= TASK DESCRIPTION =
Revise the lines below so that every "quilt show sign" becomes "exit sign" and nothing else changes. Leave the pictures out of your answer.

[Saved data entries]
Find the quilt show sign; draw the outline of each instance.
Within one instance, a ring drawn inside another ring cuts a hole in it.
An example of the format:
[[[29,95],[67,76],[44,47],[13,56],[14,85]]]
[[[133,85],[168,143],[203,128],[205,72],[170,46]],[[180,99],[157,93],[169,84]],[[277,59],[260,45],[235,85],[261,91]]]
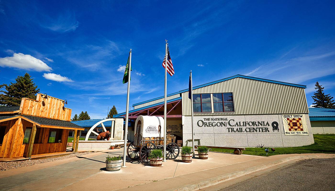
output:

= RESULT OF THE EXERCISE =
Find the exit sign; draw the outline of each instance.
Within one instance, a ring drawn inside another ring cuts a hole in it.
An example of the format:
[[[29,95],[67,76],[44,47],[13,56],[14,85]]]
[[[133,85],[168,143],[203,128],[205,72],[170,46]],[[180,99],[157,93],[169,84]],[[277,59],[260,45],[235,85],[261,91]]]
output:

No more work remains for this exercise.